— What is being asked —
Output nothing but the lines from the line with "Q: Identify one point on each instance of the tie" through the end of the listing below, both ends included.

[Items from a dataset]
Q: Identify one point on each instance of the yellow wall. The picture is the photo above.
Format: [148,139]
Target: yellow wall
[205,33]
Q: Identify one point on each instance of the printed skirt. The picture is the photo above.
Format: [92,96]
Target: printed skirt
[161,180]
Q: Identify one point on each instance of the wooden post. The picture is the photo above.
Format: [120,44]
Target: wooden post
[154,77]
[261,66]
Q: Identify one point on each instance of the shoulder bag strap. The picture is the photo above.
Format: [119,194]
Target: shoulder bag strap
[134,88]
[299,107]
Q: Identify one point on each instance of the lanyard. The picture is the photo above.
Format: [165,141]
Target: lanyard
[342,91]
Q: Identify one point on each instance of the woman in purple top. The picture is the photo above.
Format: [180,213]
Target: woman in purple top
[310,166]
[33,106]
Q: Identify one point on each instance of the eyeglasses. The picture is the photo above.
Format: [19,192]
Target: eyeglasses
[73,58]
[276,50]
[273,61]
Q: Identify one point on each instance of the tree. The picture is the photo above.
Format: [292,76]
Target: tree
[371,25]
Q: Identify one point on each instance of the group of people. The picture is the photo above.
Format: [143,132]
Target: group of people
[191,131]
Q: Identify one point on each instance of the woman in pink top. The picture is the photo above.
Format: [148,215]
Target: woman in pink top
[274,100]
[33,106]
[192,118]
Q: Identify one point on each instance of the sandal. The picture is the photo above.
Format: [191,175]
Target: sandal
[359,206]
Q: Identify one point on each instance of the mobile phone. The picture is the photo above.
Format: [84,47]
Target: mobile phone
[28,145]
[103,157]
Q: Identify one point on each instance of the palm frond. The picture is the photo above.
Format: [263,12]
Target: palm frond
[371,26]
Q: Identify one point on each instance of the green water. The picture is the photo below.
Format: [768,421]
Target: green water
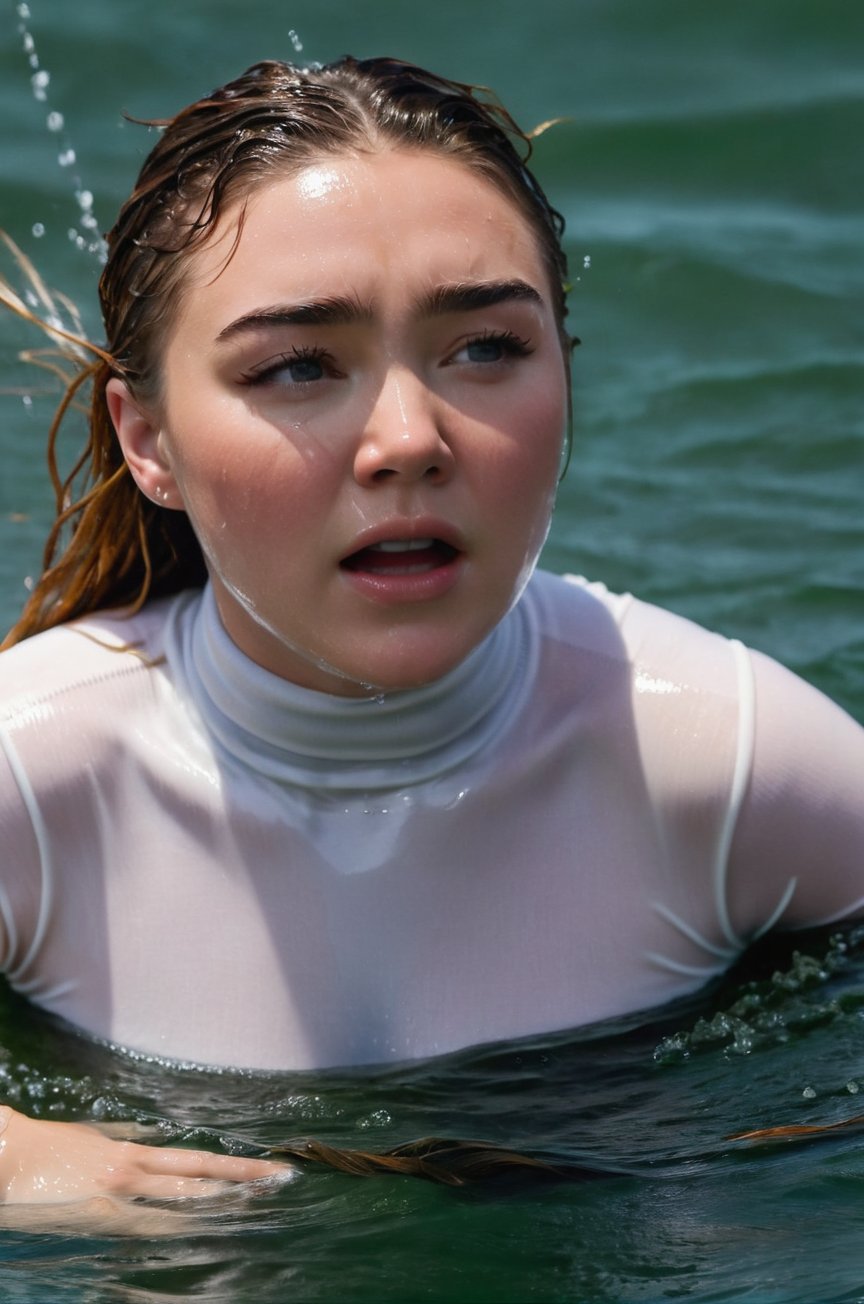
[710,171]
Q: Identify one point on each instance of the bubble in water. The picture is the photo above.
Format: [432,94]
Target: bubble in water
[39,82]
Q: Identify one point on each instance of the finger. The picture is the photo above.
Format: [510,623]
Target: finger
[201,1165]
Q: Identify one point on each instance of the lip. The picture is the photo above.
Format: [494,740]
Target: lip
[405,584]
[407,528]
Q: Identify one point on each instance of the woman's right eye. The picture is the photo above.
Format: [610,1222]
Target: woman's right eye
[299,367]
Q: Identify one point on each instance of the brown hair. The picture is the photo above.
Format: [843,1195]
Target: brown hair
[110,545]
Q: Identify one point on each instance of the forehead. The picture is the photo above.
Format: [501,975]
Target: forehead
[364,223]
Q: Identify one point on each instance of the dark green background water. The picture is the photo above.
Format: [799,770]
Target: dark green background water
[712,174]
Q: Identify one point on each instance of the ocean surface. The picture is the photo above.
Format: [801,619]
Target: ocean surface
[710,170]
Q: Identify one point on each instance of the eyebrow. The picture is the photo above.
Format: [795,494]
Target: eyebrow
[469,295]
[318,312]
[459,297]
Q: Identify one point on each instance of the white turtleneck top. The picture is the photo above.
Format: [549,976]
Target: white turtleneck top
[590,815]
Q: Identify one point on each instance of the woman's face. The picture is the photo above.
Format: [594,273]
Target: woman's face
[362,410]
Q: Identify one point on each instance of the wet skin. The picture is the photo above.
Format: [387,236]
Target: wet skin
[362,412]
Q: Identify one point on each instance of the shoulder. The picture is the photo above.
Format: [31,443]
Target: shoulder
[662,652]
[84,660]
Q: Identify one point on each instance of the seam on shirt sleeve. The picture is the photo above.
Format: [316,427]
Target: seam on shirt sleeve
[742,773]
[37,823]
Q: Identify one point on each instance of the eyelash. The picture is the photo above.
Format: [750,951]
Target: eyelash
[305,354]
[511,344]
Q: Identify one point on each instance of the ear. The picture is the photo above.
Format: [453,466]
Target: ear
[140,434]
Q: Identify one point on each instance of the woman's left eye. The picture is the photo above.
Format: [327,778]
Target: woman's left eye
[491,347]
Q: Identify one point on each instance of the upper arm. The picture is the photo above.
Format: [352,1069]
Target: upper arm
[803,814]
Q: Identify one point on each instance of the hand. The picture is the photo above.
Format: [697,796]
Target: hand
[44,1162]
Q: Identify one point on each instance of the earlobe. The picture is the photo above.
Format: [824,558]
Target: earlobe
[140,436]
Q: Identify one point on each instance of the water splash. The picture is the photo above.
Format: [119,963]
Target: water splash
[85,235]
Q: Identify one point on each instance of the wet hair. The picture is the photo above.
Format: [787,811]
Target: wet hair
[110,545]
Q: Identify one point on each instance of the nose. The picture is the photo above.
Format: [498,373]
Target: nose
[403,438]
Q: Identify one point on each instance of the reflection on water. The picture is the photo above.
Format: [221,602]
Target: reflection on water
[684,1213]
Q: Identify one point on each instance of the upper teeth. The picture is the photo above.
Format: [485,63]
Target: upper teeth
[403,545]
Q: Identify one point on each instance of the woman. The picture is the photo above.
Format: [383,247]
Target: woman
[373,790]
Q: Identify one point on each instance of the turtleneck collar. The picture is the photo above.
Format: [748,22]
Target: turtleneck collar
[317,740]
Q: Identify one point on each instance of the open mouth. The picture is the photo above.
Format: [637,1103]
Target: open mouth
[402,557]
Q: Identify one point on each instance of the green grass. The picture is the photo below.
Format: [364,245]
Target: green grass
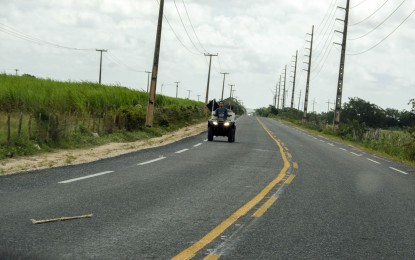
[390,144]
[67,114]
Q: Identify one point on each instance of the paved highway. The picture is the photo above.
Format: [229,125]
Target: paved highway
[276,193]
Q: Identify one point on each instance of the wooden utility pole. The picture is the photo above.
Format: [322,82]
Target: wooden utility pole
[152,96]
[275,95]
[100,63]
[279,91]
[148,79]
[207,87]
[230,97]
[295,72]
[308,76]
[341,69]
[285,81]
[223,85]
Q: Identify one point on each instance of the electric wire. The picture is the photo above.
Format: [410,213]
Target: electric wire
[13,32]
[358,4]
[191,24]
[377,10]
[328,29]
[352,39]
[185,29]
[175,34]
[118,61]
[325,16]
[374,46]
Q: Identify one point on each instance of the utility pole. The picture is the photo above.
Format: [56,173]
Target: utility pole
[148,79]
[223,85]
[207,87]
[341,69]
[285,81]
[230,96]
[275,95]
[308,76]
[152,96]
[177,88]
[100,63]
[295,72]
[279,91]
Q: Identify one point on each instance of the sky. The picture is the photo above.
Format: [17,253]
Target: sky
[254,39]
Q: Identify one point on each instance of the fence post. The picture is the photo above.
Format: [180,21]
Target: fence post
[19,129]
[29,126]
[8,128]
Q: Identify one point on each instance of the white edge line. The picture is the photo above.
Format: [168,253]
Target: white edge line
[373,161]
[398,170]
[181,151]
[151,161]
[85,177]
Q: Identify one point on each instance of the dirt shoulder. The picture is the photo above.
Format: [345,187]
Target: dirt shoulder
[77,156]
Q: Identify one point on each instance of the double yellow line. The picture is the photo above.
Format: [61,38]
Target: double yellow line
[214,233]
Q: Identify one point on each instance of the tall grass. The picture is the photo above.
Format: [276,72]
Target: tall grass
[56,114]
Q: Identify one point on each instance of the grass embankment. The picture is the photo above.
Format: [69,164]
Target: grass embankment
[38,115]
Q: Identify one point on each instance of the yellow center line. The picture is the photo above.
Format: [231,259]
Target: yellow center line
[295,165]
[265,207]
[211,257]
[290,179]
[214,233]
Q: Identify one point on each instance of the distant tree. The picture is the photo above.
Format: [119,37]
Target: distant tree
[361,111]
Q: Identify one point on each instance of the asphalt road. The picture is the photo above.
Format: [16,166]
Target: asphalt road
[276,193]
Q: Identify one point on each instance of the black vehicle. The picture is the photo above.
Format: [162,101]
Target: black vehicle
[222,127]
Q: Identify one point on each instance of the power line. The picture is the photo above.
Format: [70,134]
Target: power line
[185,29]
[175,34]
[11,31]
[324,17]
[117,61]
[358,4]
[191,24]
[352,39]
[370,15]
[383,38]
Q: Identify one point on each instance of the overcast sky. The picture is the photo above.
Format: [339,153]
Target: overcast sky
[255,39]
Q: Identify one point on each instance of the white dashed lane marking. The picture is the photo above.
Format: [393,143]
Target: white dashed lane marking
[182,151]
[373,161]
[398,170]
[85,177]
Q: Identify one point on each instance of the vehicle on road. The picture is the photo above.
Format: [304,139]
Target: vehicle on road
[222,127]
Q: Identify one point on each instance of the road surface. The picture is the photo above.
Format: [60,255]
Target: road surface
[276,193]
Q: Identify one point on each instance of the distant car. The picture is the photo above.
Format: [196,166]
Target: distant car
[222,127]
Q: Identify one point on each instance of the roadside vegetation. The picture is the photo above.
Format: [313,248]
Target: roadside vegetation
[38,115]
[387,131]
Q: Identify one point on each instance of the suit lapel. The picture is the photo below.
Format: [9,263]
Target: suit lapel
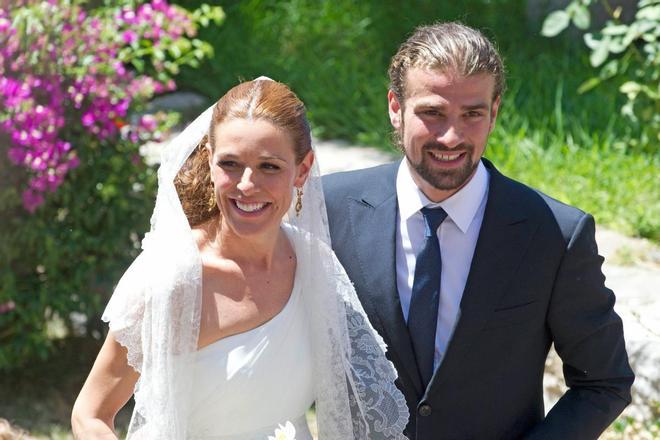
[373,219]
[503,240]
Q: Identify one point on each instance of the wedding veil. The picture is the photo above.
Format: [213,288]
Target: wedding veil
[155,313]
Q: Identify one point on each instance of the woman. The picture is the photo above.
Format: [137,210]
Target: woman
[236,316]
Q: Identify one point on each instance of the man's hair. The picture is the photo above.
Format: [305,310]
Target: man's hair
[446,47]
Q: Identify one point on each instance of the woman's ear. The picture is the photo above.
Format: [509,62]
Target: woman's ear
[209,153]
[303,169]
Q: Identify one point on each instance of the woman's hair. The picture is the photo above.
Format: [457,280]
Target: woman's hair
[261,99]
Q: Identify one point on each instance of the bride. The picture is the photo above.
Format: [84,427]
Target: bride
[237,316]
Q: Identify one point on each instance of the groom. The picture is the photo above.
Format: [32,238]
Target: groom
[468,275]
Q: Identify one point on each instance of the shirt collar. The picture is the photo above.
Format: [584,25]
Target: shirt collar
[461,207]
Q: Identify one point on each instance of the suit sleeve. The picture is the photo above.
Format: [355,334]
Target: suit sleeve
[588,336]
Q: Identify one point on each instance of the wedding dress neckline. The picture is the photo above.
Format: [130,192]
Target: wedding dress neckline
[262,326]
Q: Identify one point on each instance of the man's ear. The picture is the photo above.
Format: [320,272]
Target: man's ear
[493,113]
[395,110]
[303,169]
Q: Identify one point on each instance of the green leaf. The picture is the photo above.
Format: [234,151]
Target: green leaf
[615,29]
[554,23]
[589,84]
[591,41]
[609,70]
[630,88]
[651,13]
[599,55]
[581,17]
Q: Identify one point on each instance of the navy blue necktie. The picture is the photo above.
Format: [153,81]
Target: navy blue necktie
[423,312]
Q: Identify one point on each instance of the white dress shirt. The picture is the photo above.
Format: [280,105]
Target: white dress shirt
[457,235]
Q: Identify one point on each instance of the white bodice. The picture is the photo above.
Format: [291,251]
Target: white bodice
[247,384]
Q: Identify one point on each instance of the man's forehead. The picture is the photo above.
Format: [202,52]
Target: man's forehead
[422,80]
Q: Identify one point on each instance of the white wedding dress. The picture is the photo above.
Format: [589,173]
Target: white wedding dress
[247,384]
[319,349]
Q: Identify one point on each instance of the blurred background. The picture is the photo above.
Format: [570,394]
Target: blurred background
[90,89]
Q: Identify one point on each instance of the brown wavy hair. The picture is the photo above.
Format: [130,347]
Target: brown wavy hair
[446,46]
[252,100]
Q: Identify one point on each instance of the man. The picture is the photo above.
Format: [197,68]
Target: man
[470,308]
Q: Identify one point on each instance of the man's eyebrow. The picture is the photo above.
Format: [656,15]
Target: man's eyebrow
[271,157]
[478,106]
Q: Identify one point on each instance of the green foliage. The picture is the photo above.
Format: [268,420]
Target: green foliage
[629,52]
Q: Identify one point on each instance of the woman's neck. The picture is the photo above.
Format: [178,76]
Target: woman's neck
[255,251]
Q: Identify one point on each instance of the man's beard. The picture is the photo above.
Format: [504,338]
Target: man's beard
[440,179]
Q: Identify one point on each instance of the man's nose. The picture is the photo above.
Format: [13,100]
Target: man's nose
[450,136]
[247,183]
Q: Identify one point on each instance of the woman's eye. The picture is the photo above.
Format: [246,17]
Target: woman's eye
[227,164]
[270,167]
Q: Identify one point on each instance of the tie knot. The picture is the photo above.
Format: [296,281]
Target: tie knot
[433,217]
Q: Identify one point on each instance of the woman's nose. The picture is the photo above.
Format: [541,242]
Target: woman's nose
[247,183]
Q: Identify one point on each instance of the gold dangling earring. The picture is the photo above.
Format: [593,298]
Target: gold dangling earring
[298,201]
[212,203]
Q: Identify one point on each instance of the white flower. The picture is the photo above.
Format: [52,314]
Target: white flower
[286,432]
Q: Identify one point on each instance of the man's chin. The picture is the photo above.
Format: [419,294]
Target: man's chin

— Exercise answer —
Q: Identify one point on each instance of the tie knot. The picture is the photo above.
Format: [296,281]
Target: tie knot
[433,217]
Q: Identify one point on each instance of the woman's nose. The picture is the photo above.
Format: [541,242]
Target: woman's nose
[247,183]
Q: Identify one point on each instance of the gold dangling earring. The picture is the photo above.
Format: [593,298]
Target: gold dangling earring
[298,201]
[212,203]
Q: Identify one point on each instance of the white flower. The picture is the photo above.
Format: [52,314]
Target: white flower
[286,432]
Q: Identify one point on each instance of the man's chin. The picture is the photo above.
Format: [419,294]
Target: man's chin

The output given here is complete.